• [About this exercise] Each and every line of the data must appear exactly as given.

• [Dataset content]
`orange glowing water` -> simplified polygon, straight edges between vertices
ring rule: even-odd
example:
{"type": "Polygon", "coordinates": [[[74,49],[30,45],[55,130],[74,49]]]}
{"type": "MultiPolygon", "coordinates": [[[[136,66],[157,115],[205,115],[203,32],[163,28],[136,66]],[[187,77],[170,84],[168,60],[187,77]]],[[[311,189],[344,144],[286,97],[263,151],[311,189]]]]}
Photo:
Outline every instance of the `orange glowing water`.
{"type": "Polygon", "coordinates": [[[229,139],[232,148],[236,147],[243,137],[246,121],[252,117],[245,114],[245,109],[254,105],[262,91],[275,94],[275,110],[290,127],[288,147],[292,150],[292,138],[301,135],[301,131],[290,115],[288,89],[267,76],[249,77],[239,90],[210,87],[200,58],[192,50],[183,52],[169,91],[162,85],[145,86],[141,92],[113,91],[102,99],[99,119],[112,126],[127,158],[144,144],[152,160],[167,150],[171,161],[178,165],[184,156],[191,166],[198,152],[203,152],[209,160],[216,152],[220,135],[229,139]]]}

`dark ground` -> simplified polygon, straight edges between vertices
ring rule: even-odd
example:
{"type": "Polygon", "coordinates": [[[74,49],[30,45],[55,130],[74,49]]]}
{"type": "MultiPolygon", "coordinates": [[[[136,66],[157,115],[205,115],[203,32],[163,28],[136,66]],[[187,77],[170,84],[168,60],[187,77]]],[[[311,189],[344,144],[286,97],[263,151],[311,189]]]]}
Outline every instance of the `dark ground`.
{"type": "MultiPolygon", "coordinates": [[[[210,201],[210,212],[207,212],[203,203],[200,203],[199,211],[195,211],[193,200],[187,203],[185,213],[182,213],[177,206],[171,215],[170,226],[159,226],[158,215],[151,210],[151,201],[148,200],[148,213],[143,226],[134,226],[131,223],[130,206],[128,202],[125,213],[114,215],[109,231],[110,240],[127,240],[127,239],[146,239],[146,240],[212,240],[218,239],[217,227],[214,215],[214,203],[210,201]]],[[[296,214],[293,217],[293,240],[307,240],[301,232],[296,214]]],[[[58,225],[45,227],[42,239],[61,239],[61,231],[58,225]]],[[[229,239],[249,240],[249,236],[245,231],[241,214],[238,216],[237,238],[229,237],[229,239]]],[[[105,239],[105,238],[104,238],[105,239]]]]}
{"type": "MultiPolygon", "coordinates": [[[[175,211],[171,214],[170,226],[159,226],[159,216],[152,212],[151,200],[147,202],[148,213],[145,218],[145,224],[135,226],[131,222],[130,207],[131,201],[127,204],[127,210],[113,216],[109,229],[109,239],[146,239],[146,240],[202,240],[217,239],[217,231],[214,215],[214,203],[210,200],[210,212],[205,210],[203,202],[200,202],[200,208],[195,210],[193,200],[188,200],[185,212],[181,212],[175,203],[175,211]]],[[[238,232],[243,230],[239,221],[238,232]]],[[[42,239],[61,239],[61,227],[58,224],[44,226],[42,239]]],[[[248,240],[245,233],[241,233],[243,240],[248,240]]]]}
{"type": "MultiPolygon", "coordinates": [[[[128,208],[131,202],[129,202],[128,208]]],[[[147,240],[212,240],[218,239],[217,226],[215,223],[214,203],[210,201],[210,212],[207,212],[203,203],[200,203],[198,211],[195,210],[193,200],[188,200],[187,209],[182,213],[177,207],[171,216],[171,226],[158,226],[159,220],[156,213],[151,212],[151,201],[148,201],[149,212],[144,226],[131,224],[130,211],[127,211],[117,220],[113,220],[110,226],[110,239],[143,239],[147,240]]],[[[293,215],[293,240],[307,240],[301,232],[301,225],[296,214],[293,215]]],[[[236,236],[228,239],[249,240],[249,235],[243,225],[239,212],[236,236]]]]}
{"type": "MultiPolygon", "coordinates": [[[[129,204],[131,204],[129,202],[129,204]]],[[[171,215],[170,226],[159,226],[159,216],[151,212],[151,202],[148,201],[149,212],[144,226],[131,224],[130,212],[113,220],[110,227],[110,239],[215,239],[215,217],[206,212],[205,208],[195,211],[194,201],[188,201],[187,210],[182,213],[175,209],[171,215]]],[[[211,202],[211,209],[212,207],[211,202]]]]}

• [Exercise response]
`orange glowing water` -> simplified polygon, straight edges between vertices
ring rule: even-odd
example:
{"type": "Polygon", "coordinates": [[[74,49],[30,45],[55,130],[74,49]]]}
{"type": "MultiPolygon", "coordinates": [[[[136,66],[157,115],[205,115],[203,32],[163,28],[136,66]],[[187,77],[170,84],[168,60],[187,77]]],[[[311,189],[344,144],[286,97],[263,151],[311,189]]]]}
Photo:
Outline every instance of the `orange glowing water`.
{"type": "Polygon", "coordinates": [[[229,139],[232,148],[236,147],[243,137],[246,121],[252,117],[245,114],[245,109],[254,105],[262,91],[275,94],[275,110],[290,127],[288,147],[292,150],[292,138],[301,135],[301,131],[290,115],[288,89],[267,76],[249,77],[239,90],[210,87],[200,58],[192,50],[183,52],[169,91],[162,85],[145,86],[141,92],[113,91],[102,99],[99,119],[112,126],[127,158],[144,144],[152,160],[167,150],[171,161],[178,165],[184,156],[191,166],[198,152],[203,152],[209,160],[216,152],[220,135],[229,139]]]}

`dark ground` -> simplified polygon, straight edges between vertices
ring rule: even-odd
example:
{"type": "Polygon", "coordinates": [[[74,49],[30,45],[55,130],[74,49]]]}
{"type": "MultiPolygon", "coordinates": [[[[136,66],[157,115],[205,115],[203,32],[163,28],[136,66]],[[187,77],[170,84],[168,60],[187,77]]],[[[311,189],[344,144],[286,97],[263,151],[311,189]]]]}
Outline every instance of the `dark ground`.
{"type": "MultiPolygon", "coordinates": [[[[210,201],[210,212],[207,212],[203,203],[200,203],[199,211],[195,211],[193,200],[187,203],[185,213],[182,213],[177,206],[171,215],[170,226],[159,226],[158,215],[151,210],[151,201],[148,200],[148,213],[143,226],[134,226],[131,223],[130,206],[128,202],[125,213],[114,215],[109,231],[110,240],[127,240],[127,239],[146,239],[146,240],[212,240],[218,239],[217,227],[214,215],[214,203],[210,201]]],[[[296,214],[293,217],[293,240],[307,240],[301,232],[296,214]]],[[[58,225],[45,227],[42,239],[61,239],[61,231],[58,225]]],[[[229,239],[249,240],[249,236],[245,231],[241,214],[238,216],[237,238],[229,237],[229,239]]],[[[105,239],[105,238],[104,238],[105,239]]]]}
{"type": "MultiPolygon", "coordinates": [[[[175,211],[171,214],[170,226],[159,226],[159,216],[152,212],[151,200],[147,202],[148,213],[145,218],[145,224],[135,226],[131,222],[130,207],[131,201],[127,204],[127,210],[113,216],[109,229],[109,239],[146,239],[146,240],[202,240],[217,239],[217,231],[214,215],[214,203],[210,200],[210,212],[205,210],[203,202],[200,202],[200,208],[195,210],[193,200],[188,200],[185,212],[181,212],[175,203],[175,211]]],[[[238,232],[243,230],[239,221],[238,232]]],[[[42,239],[61,239],[61,227],[58,224],[44,226],[42,239]]],[[[248,240],[245,233],[241,233],[243,240],[248,240]]]]}
{"type": "MultiPolygon", "coordinates": [[[[128,208],[131,202],[129,202],[128,208]]],[[[147,240],[212,240],[218,239],[217,226],[215,223],[214,203],[210,201],[210,212],[207,212],[203,203],[200,203],[198,211],[195,210],[193,200],[188,200],[187,209],[182,213],[177,207],[171,216],[171,226],[158,226],[159,220],[156,213],[151,212],[151,201],[148,201],[149,212],[144,226],[131,224],[130,211],[127,211],[117,220],[113,220],[110,226],[110,239],[143,239],[147,240]]],[[[293,215],[293,240],[307,240],[301,232],[301,225],[296,214],[293,215]]],[[[236,236],[228,239],[249,240],[249,235],[243,225],[239,212],[236,236]]]]}
{"type": "MultiPolygon", "coordinates": [[[[129,204],[131,204],[129,202],[129,204]]],[[[171,215],[170,226],[159,226],[159,216],[151,212],[151,202],[148,201],[149,212],[144,226],[131,224],[130,212],[113,220],[110,227],[110,239],[215,239],[215,217],[206,212],[205,208],[195,211],[194,201],[188,201],[187,210],[182,213],[175,209],[171,215]]],[[[211,202],[211,209],[212,207],[211,202]]]]}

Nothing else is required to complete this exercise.